Task prompt: Give the listing below as a Markdown table with the columns No. and Line, one row per line and no rows for blank lines. Include only the stretch from the start of the listing through the line containing "[[[55,65],[54,66],[57,68],[73,69],[75,67],[75,65]]]", with both ends included.

Material provided:
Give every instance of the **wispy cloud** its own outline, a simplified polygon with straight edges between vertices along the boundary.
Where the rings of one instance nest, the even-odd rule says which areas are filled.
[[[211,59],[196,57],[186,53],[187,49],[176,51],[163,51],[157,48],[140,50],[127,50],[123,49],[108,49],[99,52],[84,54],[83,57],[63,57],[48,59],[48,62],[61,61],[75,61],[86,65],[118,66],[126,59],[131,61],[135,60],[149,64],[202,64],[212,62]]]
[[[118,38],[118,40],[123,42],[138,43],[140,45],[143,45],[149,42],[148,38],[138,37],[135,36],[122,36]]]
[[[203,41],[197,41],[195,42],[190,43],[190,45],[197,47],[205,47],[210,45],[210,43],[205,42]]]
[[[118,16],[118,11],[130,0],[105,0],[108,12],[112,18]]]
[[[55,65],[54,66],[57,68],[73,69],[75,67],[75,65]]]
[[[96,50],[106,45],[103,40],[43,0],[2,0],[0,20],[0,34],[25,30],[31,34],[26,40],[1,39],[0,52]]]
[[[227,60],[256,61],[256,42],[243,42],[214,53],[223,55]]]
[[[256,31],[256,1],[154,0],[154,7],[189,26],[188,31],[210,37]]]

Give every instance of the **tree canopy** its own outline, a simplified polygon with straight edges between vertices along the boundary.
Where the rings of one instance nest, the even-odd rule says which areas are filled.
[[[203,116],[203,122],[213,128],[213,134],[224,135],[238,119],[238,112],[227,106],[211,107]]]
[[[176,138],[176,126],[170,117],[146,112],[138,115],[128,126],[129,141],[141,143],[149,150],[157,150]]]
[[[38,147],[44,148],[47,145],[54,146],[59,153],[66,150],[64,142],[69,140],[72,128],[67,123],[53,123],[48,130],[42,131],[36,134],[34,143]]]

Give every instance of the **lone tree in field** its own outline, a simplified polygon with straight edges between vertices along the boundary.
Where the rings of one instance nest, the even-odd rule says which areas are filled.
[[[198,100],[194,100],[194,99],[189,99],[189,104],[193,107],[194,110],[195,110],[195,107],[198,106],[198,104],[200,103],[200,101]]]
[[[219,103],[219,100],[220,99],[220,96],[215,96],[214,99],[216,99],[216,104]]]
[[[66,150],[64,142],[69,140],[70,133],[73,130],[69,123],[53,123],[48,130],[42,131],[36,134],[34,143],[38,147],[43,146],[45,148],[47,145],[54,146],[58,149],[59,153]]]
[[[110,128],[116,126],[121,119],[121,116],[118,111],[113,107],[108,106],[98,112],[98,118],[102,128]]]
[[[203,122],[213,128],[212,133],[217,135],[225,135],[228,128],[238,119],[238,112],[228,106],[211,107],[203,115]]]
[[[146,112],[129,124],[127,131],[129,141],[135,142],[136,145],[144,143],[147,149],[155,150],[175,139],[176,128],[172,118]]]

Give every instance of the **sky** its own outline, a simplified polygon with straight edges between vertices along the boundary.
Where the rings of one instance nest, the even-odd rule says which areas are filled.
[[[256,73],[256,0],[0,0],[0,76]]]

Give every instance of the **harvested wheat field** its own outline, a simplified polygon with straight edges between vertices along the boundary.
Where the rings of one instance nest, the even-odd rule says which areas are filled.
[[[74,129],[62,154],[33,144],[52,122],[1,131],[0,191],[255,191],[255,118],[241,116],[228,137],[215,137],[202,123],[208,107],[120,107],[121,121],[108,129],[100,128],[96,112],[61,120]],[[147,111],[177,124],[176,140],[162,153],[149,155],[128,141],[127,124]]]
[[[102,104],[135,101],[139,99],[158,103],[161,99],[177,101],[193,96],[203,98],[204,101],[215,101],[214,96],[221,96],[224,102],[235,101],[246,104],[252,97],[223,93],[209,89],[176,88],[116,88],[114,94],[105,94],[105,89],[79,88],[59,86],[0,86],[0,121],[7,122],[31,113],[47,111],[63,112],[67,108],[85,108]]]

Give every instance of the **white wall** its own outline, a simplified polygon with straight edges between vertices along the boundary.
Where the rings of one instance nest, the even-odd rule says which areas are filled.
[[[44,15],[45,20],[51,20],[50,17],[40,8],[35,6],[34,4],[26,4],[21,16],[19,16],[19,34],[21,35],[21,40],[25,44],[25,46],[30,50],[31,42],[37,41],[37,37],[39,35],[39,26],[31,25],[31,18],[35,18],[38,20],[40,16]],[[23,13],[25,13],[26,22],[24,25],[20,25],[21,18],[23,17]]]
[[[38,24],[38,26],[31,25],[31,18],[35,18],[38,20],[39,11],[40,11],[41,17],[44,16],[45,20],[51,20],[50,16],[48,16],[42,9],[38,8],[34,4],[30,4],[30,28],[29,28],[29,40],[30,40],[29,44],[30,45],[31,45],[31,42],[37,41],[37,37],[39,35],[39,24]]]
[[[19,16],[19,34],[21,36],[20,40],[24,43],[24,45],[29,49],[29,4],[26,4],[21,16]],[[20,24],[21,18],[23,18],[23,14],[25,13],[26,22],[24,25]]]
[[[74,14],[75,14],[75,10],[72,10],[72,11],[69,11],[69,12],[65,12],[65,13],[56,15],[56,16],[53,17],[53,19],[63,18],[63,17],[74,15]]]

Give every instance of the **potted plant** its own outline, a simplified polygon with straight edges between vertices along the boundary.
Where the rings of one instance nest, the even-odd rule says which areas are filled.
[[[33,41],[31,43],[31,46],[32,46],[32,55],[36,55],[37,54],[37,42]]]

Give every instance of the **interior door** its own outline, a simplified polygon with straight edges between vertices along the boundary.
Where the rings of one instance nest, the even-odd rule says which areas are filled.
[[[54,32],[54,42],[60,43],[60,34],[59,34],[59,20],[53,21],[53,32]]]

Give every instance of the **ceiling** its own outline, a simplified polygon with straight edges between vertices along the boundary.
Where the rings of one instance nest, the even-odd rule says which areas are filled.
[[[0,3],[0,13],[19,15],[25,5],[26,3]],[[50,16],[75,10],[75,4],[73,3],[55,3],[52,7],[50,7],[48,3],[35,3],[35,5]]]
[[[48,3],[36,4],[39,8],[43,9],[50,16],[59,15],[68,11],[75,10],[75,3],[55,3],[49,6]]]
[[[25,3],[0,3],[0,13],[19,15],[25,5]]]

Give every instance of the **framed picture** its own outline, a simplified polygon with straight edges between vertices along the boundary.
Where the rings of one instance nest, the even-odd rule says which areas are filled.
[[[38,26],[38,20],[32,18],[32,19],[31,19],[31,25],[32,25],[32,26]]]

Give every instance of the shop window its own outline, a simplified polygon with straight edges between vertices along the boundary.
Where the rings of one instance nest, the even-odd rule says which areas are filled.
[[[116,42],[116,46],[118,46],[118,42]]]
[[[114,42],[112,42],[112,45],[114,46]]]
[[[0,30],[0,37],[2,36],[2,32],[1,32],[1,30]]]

Response for this exercise:
| No. | Line |
|---|---|
| 1 | Give every instance of the **wispy cloud** its own outline, a simplified polygon with straight edges between vertices along the boundary. |
| 2 | Where the rings of one instance nest, the even-odd rule says which areas are filled. |
| 3 | [[[211,59],[196,57],[186,53],[187,49],[176,51],[163,51],[157,48],[140,50],[127,50],[123,49],[108,49],[99,52],[84,54],[83,57],[63,57],[48,59],[48,62],[61,61],[75,61],[86,65],[118,66],[126,59],[131,61],[135,60],[149,64],[202,64],[212,62]]] |
| 4 | [[[118,38],[118,40],[123,42],[138,43],[140,45],[143,45],[149,42],[148,38],[138,37],[135,36],[122,36]]] |
| 5 | [[[203,41],[197,41],[195,42],[190,43],[190,45],[197,47],[205,47],[210,45],[210,43],[205,42]]] |
| 6 | [[[118,16],[118,11],[130,0],[105,0],[108,12],[112,18]]] |
| 7 | [[[55,65],[54,66],[57,68],[73,69],[75,67],[75,65]]] |